DATA FOR THIS EXERCISE —
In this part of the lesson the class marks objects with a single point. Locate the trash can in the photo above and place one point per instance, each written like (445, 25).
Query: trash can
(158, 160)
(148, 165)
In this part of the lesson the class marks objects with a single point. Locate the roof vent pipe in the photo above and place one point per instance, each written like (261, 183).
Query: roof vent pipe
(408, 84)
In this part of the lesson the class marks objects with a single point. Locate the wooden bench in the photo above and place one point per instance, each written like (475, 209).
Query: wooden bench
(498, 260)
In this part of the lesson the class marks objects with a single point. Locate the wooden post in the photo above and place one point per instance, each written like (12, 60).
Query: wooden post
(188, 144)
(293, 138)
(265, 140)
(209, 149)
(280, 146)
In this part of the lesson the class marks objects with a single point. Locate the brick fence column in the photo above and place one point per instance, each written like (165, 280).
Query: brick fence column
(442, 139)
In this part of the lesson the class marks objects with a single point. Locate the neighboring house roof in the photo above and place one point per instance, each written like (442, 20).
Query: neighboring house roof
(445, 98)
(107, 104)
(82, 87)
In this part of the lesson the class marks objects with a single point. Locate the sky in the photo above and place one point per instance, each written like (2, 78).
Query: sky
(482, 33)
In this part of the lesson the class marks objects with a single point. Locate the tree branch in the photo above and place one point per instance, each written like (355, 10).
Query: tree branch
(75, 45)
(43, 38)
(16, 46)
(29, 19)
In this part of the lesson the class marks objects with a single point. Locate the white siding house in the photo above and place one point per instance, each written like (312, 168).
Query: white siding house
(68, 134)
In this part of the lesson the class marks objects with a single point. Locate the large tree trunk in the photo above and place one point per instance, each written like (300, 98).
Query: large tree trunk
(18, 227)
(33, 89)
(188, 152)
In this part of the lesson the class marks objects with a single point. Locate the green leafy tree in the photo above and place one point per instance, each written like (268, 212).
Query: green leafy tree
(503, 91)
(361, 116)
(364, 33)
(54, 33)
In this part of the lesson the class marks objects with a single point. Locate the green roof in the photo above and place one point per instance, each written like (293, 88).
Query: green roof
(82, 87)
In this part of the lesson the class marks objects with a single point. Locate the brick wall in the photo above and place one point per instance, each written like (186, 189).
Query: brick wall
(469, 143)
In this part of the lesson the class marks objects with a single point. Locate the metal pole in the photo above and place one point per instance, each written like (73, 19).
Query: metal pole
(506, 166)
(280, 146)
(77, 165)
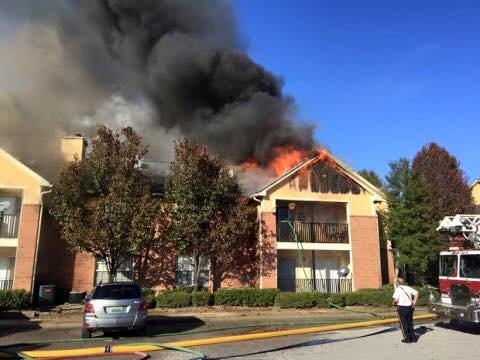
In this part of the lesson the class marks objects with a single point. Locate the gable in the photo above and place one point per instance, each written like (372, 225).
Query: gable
(15, 175)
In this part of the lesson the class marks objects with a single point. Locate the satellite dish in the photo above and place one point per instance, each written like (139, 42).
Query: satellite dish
(4, 205)
(343, 272)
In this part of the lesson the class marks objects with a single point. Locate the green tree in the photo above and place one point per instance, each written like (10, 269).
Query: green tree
(104, 203)
(372, 177)
(447, 185)
(208, 219)
(412, 231)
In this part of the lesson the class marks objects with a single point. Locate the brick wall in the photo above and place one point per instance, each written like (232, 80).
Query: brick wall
(365, 252)
(83, 272)
(269, 251)
(27, 239)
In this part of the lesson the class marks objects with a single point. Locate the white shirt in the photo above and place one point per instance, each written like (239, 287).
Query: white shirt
(403, 295)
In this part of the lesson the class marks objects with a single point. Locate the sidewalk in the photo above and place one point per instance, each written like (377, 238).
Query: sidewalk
(72, 318)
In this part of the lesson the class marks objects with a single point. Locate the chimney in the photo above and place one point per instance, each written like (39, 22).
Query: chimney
(73, 146)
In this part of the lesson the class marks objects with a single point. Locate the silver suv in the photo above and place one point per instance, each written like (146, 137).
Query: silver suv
(114, 307)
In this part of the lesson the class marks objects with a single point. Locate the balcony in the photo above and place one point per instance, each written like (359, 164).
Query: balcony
(330, 286)
(312, 232)
(6, 284)
(9, 226)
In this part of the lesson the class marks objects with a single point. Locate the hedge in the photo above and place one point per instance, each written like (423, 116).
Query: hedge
(363, 297)
(14, 299)
(202, 298)
(149, 296)
(302, 300)
(174, 299)
(251, 297)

HOW TO COMPLETE THIS TASK — For the material above, give every line again exactly and leave out the pictures.

EXERCISE SOLUTION —
In this part of the lesson the class marks objects with a single point. Locate the trash can in the photo above and place one point per instance, each written like (445, 25).
Query: trash can
(158, 160)
(148, 165)
In this part of the lesson the class marks objects with a single point. Locate the roof vent pipe in the photo above and place one point per instance, each written like (261, 183).
Query: roof vent pipe
(408, 84)
In this part of the lesson the class marks objects with a single point. Locate the wooden bench in the photo above and place one point per instance, each written like (475, 209).
Query: wooden bench
(498, 260)
In this part of the lesson the class marks objects with a single point. Locate the wooden post in the photo above and place one point per instance, each written like (12, 60).
Query: wooden post
(188, 144)
(293, 138)
(265, 140)
(209, 149)
(280, 146)
In this part of the lesson the class marks objects with a single point. Locate the brick fence column in the photo above and place one point per instance, each written like (165, 280).
Query: brick fence column
(442, 139)
In this part of the lesson the class marks objects with a single point. Locate the neighboring house roof in the photo above and place one point per instance, each written like (442, 20).
Query: neighboring house roof
(445, 98)
(107, 104)
(82, 87)
In this part of the lesson the class marks objects with a single point. Locate the sky in the photo above and place one point per instance, each written like (2, 78).
Query: sky
(482, 33)
In this part of the lesson the class marks objects with a single point. Locate the tree branch in the photo above and place one point per instance, each written like (355, 10).
Query: tree branch
(75, 45)
(43, 38)
(16, 46)
(29, 19)
In this part of the lesson the class marks objects with a single point. Locate the white siding house in the photo above and place one point per instance, each written like (312, 168).
Query: white siding house
(68, 134)
In this part of the lesson the class marks objects with a single point. Locate the large tree trunk in the photo above and place one point per instance, each written like (300, 98).
Query: large tree trunk
(18, 227)
(33, 89)
(188, 152)
In this part of the lesson the class marks objects with a single point. Locate the green leafy tree in the photo above and place one point per instance, each written like (268, 212).
Query: green leafy tree
(503, 91)
(361, 116)
(364, 33)
(54, 33)
In this part of the lesson the class marks objects with a single point. Locate the green roof in the photo above and place one point per instance, each written like (293, 88).
Query: green roof
(82, 87)
In this part of the lesson the class marks objects with a single point. Locate the brick wall in the photo above and place one point per instance, each written like (186, 189).
Query: brick wall
(469, 143)
In this part of the lesson the class marks objects with a single point. Locate the metal pole in the photo above and place one point per instance, each written like (73, 19).
Query: metal pole
(506, 166)
(280, 146)
(77, 165)
In this part of the lesson the class marks objects with a single point. Locate the gable in the photo above and place one point per instance, each written like (372, 225).
Query: gable
(15, 175)
In this part of the lesson the class marks objects with a single point. Locate the satellite dish in the photo above and place one point per instance, each written like (139, 42).
Query: satellite dish
(4, 205)
(343, 272)
In this part of the lesson the class marks objects with a single point. Locate the green tree in the photo above and place one point per instance, each written like (10, 269).
Query: green tree
(104, 203)
(372, 177)
(447, 185)
(208, 219)
(412, 231)
In this part of the lesson the class marks objects with a single point. Locate the brick wall in the photo above and place one point per instance, each written like (232, 80).
Query: brick wall
(365, 252)
(83, 272)
(269, 251)
(27, 239)
In this part of the lesson the class marks objects with a single point. Locate the white shirt in the photo above and place one point per instance, each written like (239, 287).
Query: white shirt
(403, 295)
In this part of the lesson the class marks objects with a single point. Locate the sidewalk in the photo above and place one point per instance, each written like (377, 238).
Query: sidewalk
(72, 318)
In this part of the lesson the class marks objects with a single point. Locate the chimney in the photo above and place one point per instance, each written like (39, 22).
Query: chimney
(73, 146)
In this part of the lesson the class marks objects with a single point. Locate the silver suv in the photo above and place one point per instance, each written like (146, 137).
Query: silver suv
(114, 307)
In this part of the lesson the class marks objects with a single point. Locate the balcony in the photo above and place one point per instance, each written like (359, 164).
Query: balcony
(330, 286)
(312, 232)
(6, 284)
(9, 226)
In this part of the lesson the class marks objects with a single point. Locate the hedge in the photo above and place one point per instance, each written like (423, 116).
Query: hedge
(363, 297)
(14, 299)
(202, 298)
(149, 296)
(302, 300)
(174, 299)
(251, 297)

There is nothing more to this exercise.